[Problem details]: When you reply, transcribe every line of the data below exactly.

(Point localization data)
▬▬▬▬▬▬

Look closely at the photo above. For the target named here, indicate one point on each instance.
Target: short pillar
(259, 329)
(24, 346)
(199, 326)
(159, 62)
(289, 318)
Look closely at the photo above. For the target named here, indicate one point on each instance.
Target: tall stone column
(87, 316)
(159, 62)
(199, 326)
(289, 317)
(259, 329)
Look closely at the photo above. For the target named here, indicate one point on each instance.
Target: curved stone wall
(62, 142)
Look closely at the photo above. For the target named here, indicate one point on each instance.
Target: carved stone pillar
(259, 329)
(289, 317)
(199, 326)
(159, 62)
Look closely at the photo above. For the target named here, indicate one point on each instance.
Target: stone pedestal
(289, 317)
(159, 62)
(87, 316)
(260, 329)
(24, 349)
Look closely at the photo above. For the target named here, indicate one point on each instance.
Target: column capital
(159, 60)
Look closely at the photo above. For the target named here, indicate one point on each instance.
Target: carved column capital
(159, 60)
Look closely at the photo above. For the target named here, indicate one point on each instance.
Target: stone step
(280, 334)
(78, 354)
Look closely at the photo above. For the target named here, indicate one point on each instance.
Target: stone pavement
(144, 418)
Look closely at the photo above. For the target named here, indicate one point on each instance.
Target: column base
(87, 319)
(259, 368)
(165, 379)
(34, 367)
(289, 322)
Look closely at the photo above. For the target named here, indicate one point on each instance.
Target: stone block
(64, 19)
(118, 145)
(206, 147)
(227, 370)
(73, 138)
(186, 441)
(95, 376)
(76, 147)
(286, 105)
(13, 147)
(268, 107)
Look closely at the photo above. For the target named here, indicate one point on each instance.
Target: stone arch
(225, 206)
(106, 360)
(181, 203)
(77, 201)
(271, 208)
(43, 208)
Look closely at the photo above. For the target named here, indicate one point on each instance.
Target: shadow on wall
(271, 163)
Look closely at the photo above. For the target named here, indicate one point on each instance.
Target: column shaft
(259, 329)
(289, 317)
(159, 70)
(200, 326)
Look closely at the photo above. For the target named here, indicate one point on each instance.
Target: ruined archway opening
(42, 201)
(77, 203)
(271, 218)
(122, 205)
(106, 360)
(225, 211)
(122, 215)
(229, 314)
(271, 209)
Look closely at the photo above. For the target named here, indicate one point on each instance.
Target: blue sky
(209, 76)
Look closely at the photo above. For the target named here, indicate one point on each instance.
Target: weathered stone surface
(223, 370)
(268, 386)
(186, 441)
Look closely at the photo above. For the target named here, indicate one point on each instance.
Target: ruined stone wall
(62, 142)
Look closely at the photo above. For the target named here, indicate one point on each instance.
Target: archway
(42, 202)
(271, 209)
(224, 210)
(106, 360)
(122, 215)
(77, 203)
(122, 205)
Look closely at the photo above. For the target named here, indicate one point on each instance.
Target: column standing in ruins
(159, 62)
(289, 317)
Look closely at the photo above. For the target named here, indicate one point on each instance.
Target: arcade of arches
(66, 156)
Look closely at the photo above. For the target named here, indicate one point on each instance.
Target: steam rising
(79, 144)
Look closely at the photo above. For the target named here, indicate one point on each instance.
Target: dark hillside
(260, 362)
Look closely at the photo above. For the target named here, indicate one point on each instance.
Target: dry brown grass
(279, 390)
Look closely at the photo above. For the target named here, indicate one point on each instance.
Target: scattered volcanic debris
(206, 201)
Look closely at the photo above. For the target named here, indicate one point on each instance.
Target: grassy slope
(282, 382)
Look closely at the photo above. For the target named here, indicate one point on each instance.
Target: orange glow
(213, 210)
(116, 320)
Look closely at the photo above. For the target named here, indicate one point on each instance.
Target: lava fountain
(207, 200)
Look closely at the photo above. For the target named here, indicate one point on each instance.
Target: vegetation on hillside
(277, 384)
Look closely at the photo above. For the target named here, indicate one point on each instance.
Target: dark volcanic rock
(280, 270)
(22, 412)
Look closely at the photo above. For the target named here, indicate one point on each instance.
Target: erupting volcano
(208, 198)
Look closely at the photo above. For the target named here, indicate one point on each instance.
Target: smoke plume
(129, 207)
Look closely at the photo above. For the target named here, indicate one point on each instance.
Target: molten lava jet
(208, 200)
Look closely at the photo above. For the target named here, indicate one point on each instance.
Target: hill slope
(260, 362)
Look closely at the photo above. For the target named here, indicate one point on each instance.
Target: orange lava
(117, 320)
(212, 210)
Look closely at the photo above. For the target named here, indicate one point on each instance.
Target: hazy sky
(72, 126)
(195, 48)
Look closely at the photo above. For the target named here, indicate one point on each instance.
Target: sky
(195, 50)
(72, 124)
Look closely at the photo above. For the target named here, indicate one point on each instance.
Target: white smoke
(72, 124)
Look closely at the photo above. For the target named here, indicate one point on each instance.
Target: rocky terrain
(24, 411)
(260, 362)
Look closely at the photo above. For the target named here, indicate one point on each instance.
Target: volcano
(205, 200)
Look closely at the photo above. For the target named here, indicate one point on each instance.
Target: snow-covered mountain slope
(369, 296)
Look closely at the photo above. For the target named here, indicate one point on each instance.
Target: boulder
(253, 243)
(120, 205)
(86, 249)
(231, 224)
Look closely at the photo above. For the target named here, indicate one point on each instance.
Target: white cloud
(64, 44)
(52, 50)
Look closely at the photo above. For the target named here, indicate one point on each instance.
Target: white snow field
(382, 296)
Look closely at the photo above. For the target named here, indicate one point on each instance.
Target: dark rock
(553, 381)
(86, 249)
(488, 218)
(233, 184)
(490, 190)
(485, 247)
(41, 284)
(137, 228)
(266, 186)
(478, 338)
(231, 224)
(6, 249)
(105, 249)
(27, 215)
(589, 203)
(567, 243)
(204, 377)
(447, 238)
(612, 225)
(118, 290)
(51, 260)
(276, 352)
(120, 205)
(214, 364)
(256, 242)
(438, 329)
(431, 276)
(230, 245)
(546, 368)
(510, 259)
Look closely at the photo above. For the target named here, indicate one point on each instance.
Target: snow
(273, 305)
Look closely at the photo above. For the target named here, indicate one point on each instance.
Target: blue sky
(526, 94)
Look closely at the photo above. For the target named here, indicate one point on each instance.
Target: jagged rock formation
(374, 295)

▬▬▬▬▬▬

[Task output]:
Look closely at the photo above. For the target named here, indicate one point on each instance.
Target: short pillar
(259, 329)
(24, 346)
(199, 326)
(159, 62)
(289, 318)
Look closely at the photo above. For the target named here, indicate one point on each instance.
Target: tall stone column
(87, 316)
(159, 62)
(199, 326)
(289, 317)
(259, 329)
Look closely at the photo above. For the target named here, indicate one point on each instance.
Target: curved stone wall
(62, 142)
Look closely at the photo above. For the target named here, indicate one point on each instance.
Target: carved stone pillar
(259, 329)
(289, 317)
(199, 326)
(159, 62)
Look closely at the photo above. For the target named here, indicate one point on each instance.
Target: stone pedestal
(289, 317)
(159, 62)
(87, 316)
(260, 329)
(24, 349)
Look closely at the photo above. For the target named here, indicate one point on each instance.
Target: column capital
(159, 60)
Look closely at the photo above. For the target named here, indicate one point on each instance.
Target: carved column capital
(159, 60)
Look closely at the photo above. For the target named here, indicate one point on each instance.
Target: stone step
(280, 334)
(78, 354)
Look closely at the photo above. For the target named here, indicate one point on each instance.
Target: stone pavement
(144, 418)
Look closely at the photo above. For the target named here, indicate one point on each instance.
Target: column base
(87, 319)
(259, 368)
(165, 379)
(34, 367)
(289, 322)
Look closely at the photo above. For the target named here, indicate one point on each instance.
Target: stone block
(64, 19)
(118, 145)
(206, 147)
(227, 370)
(73, 138)
(186, 441)
(95, 376)
(76, 147)
(286, 105)
(13, 147)
(268, 107)
Look closely at the photo above. For the target named here, indicate one point on each instance.
Target: stone arch
(225, 206)
(106, 360)
(181, 203)
(77, 201)
(271, 208)
(43, 208)
Look closely at the photo above. For the target named here, indicate one point on each instance.
Target: shadow on wall
(271, 163)
Look closely at the photo above. For the target named here, indicate one point on each instance.
Target: column shaft
(259, 329)
(289, 317)
(159, 70)
(200, 326)
Look closely at the photo above. For the target named here, indicate one point on each instance.
Target: ruined archway opening
(42, 201)
(77, 203)
(271, 218)
(122, 205)
(106, 360)
(225, 211)
(122, 215)
(229, 314)
(271, 209)
Look closely at the photo above. For the target named here, indicate one point on each instance.
Target: blue sky
(209, 76)
Look closely at the photo above. For the target named here, indicate one point on each instance.
Target: weathered stone surface
(223, 370)
(268, 386)
(186, 441)
Look closely at the photo above. For the target named here, indicate one point on each instance.
Target: ruined stone wall
(62, 142)
Look closely at the photo above. For the target named here, indicate one point on each instance.
Target: archway
(42, 202)
(271, 209)
(224, 210)
(106, 360)
(122, 215)
(77, 203)
(122, 205)
Look closely at the photo above. For the target named here, indicate one point on each instance.
Target: column standing in ruins
(159, 62)
(289, 317)
Look closely at the photo above. For the target named here, indicate one point on each instance.
Target: arcade of arches
(66, 156)
Look closely at the photo above. For the target named here, indicate one point on each instance.
Target: steam rising
(79, 144)
Look closely at the photo above. For the target named here, indicate one point on each instance.
Target: dark hillside
(260, 362)
Look closely at the photo above. For the target named here, indicate one point on each instance.
Target: dry brown grass
(279, 390)
Look closely at the photo above. For the target named here, indicate one point on each instance.
Target: scattered volcanic debris
(206, 201)
Look closely at the photo above. For the target named here, indicate one point on each instance.
Target: grassy slope
(282, 382)
Look closely at the photo above. For the target named here, indicate one point on each instance.
Target: orange glow
(213, 210)
(116, 320)
Look closely at the photo above. For the target named here, indicate one point on each instance.
Target: lava fountain
(207, 200)
Look closely at the photo above. For the target named here, indicate one point on each instance.
Target: vegetation on hillside
(277, 384)
Look closely at the photo above. For the target named here, indicate one point on each instance.
Target: dark volcanic rock
(280, 270)
(22, 412)
Look closely at the photo above. For the target named here, indicate one point on each instance.
Target: erupting volcano
(208, 198)
Look closely at the photo above. For the target named here, indicate one point on each instance.
Target: smoke plume
(129, 207)
Look closely at the photo above. For the target named here, indicate one point on each instance.
Target: molten lava jet
(208, 200)
Look closely at the photo above. For the target named here, indicate one point on each instance.
Target: hill slope
(260, 362)
Look closely at the photo above. For the target named here, indicate one point on each instance.
Target: orange lava
(117, 320)
(212, 210)
Look closely at the photo above. For the target named here, indicate one point on each instance.
Target: hazy sky
(72, 126)
(195, 48)
Look closely at the photo above. For the target named here, indicate one point on each instance.
Target: sky
(195, 50)
(72, 124)
Look closely at the photo above. For the target named here, indicate one point on each instance.
Target: white smoke
(72, 124)
Look closely at the photo above. For the target named here, indicate one point on each instance.
Target: rocky terrain
(24, 411)
(260, 362)
Look closely at the photo above. For the target named here, indicate one point on each instance.
Target: volcano
(205, 200)
Look closely at the photo above. For the target named here, indicate one point on each instance.
Target: snow-covered mountain slope
(369, 296)
Look closely at the photo above. For the target named here, indicate one point on each instance.
Target: boulder
(253, 243)
(120, 205)
(86, 249)
(231, 224)
Look closely at the photo above. For the target named here, indicate one point on each instance.
Target: white cloud
(64, 44)
(52, 50)
Look closely at the photo above. For the target named here, indicate one point on each instance.
Target: white snow field
(382, 296)
Look closely at the photo above. For the target named here, indicate one point on each instance.
Target: dark rock
(553, 381)
(86, 249)
(488, 218)
(233, 184)
(490, 190)
(485, 247)
(41, 284)
(137, 228)
(266, 186)
(478, 338)
(231, 224)
(6, 249)
(105, 249)
(27, 215)
(589, 203)
(567, 243)
(204, 377)
(447, 238)
(612, 225)
(118, 290)
(51, 260)
(276, 352)
(120, 205)
(214, 364)
(256, 242)
(438, 329)
(431, 276)
(230, 245)
(546, 368)
(510, 259)
Look closely at the photo above. For the target named here, indicate one point on each instance.
Target: snow
(273, 305)
Look closely at the photo above. For the target named here, indicate one point on each instance.
Target: blue sky
(526, 94)
Look closely at the photo above. For the target named here, indicate one point on each instance.
Target: jagged rock formation
(374, 295)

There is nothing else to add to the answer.